▶ [Work instructions]
Please continue the memoir passage about first meeting Rajagopalachari in Madras, starting after its last sentence.

▶ [Document extract]
________________
I have ever felt at home in the south. Thanks to my South African work I felt I had some sort of special right over the Tamils and Telugus, and the good people of the south have never belied my belief. The invitation had come over the signature of the late Sjt. Kasturi Ranga lyengar. But the man behind the invitation, as I subsequently learnt on my way to Madras, was Rajagopalachari. This might be said to be my first acquaintance with him; at any rate this was the first time that we came to know each other personally.
Rajagopalachari had then only recently left Salem to settle down for legal practice in Madras, at the pressing invitation of friends like the late Sjt. Kasturi Ranga lyengar, and that with a view to taking a more active part in public life. It was with him that we had put up in Madras. This discovery I made only after we had stayed with him for a couple of days. For, since the bungalow that we were staying in belonged to Sjt. Kasturi Ranga lyengar, I was under the impression that we were his guests. Mahadev Desai, however, corrected me. He very soon formed a close acquaintance with Rajagopalachari, who, from his innate shyness, kept himself constantly in the background. But Mahadev put me on my guard. 'You should cultivate this man,' he said to me one day.
________________
▶ [Entries provided]
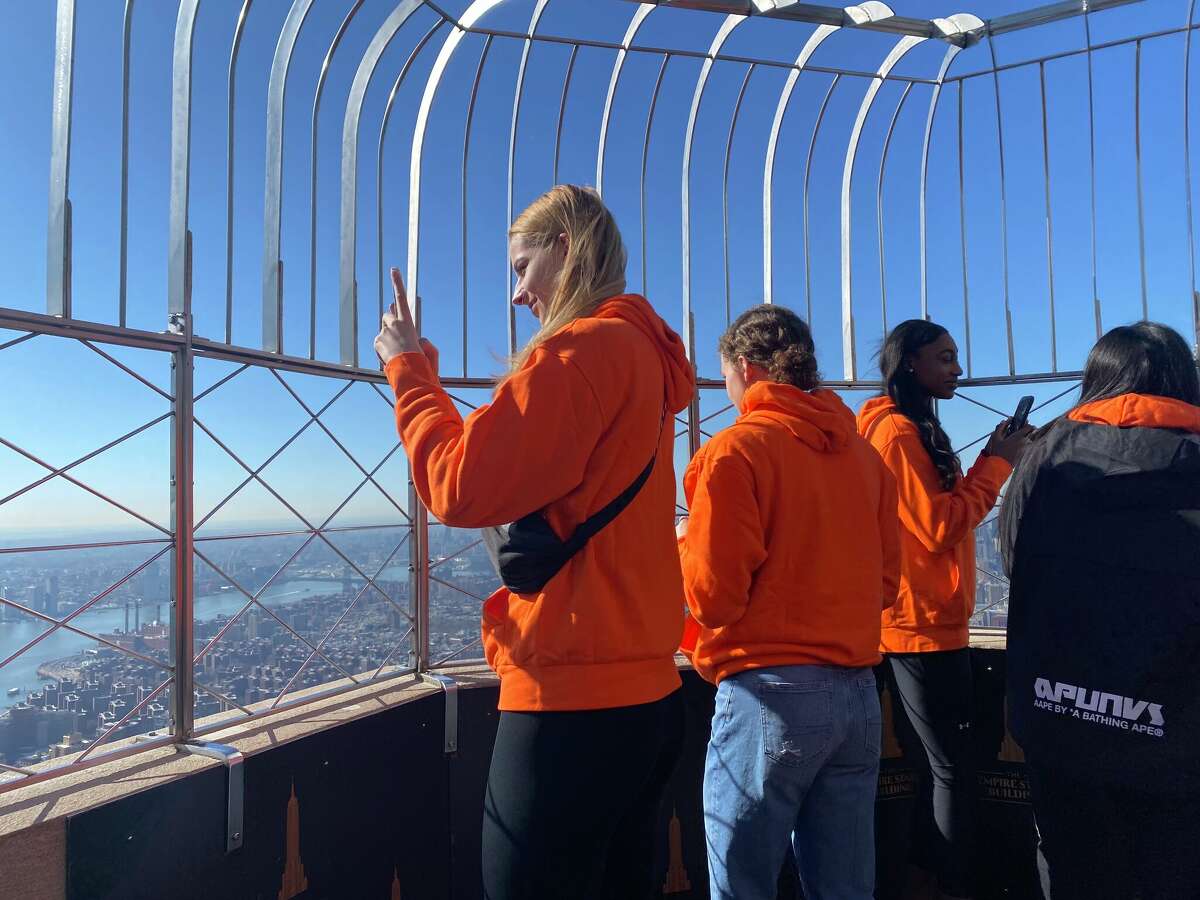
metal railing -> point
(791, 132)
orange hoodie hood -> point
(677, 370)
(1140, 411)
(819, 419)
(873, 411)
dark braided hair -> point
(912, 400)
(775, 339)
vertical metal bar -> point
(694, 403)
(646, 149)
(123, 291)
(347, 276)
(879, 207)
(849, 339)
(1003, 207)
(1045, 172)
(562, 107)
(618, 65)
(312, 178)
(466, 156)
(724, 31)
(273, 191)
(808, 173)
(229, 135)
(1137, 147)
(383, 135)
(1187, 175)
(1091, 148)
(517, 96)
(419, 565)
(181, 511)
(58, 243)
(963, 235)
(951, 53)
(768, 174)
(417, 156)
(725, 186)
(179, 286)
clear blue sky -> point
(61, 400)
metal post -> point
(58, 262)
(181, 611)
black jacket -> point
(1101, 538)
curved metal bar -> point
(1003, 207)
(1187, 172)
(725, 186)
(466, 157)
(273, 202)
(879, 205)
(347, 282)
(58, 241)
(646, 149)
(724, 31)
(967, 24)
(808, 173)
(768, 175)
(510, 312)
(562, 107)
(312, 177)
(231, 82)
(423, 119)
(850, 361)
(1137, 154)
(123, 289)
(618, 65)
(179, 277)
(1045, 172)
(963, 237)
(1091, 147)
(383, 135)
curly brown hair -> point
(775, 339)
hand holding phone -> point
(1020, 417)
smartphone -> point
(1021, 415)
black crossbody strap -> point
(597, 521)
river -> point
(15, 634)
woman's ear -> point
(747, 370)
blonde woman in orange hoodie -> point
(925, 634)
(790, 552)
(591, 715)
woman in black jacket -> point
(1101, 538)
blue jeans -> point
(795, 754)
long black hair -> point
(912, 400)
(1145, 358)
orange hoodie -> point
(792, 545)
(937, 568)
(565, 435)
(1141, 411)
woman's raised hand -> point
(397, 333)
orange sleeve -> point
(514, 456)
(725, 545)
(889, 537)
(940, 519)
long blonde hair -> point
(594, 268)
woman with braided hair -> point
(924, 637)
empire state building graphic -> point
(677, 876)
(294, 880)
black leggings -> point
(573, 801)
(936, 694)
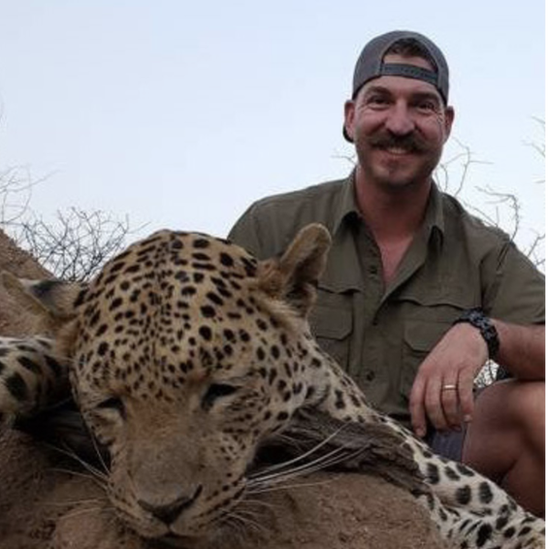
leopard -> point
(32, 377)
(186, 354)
________________
▶ [Answer box]
And so I did. We daily discussed together plans of the fight, but beyond the holding of public meetings I could not then think of any other programme. I felt myself at a loss to discover how to offer civil disobedience against the Rowlatt Bill if it was finally passed into law. One could disobey it only if the Government gave one the opportunity for it. Failing that, could we civilly disobey other laws? And if so, where was the line to be drawn? These and a host of similar questions formed the theme of these discussions of ours.
Sjt. Kasturi Ranga Iyengar called together a small conference of leaders to thrash out the matter. Among those who took a conspicuous part in it was Sjt. Vijayaraghavachari. He suggested that I should draw up a comprehensive manual of the science of Satyagraha, embodying even minute details. I felt the task to be beyond my capacity, and I confessed as much to him.
While these cogitations were still going on, news was received that the Rowlatt Bill had been published as an Act. That night I fell asleep while thinking over the question. Towards the small hours of the morning I woke up somewhat earlier than usual. I was still in that twilight condition between sleep and consciousness when suddenly the idea broke upon me--it was as if in a dream. Early in the morning I related the whole story to Rajagopalachari.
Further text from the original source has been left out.